• [Consegna]: Puoi restituire identiche le righe dei dati qui sotto, dalla riga che contiene "Note: for every instance of the grass field" fino alla riga che contiene "[[553, 470]]", inclusa quest'ultima?

----

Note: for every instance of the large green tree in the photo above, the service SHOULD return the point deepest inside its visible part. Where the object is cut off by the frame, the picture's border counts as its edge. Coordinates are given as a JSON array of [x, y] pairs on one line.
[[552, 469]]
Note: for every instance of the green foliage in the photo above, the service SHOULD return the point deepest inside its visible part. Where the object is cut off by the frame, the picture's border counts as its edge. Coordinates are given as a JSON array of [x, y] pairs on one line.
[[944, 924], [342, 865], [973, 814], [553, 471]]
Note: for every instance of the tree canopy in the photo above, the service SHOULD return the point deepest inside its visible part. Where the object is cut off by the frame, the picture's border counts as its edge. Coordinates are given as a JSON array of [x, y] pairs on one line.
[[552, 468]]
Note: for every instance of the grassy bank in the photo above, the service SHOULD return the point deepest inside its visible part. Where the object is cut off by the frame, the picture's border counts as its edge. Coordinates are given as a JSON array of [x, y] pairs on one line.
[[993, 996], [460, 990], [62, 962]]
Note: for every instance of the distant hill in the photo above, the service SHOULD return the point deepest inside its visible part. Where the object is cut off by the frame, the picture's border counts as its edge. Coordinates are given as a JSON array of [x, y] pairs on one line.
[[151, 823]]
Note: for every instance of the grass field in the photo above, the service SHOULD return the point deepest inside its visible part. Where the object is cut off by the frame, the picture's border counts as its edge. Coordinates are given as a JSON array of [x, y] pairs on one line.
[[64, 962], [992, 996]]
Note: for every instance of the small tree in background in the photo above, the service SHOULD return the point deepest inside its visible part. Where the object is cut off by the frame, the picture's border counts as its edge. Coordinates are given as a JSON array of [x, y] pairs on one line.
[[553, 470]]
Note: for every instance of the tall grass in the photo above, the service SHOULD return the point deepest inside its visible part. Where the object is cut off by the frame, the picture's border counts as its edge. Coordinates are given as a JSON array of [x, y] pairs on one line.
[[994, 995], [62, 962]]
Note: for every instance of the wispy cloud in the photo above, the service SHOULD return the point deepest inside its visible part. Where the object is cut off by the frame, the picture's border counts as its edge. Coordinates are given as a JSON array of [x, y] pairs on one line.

----

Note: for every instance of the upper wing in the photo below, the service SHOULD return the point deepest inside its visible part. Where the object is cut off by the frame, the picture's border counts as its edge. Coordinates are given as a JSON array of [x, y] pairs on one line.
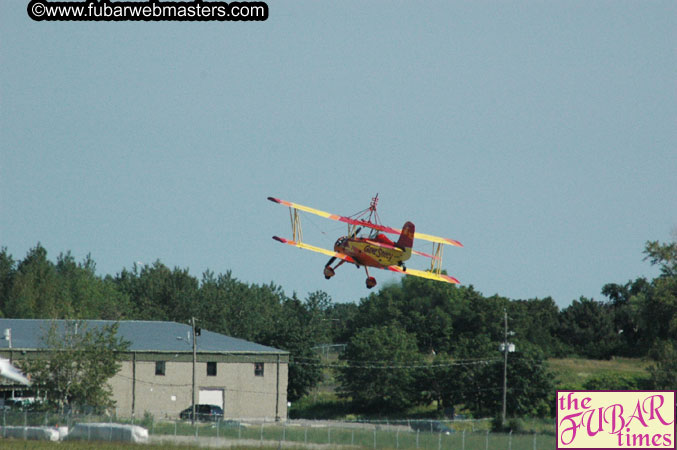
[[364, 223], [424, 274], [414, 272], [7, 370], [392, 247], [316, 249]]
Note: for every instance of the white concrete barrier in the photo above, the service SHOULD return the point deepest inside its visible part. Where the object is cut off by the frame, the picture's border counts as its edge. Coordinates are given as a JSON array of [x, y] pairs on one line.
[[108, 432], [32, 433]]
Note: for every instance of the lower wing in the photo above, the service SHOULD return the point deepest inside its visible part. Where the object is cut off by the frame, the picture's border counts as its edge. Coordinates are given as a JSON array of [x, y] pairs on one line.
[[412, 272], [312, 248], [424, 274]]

----

• [Risposta corretta]:
Note: for every instance of the grass field in the photo above, the service SHOULD return the point deepest inside its visible part. Where the object is cut off by the frame, the picture's border counts as its edge. Coordinates are given as a JSON array of [x, y] pairs on one line.
[[64, 962], [992, 996]]
Note: for every instance of the small tree in background in the photo above, the service SHOULD return the point deepest inside its visible part. Where the object is cut off by the frame, the picture's border counts as its edge. Coordinates are given as a JSON array of [x, y] pairs on one line.
[[553, 470]]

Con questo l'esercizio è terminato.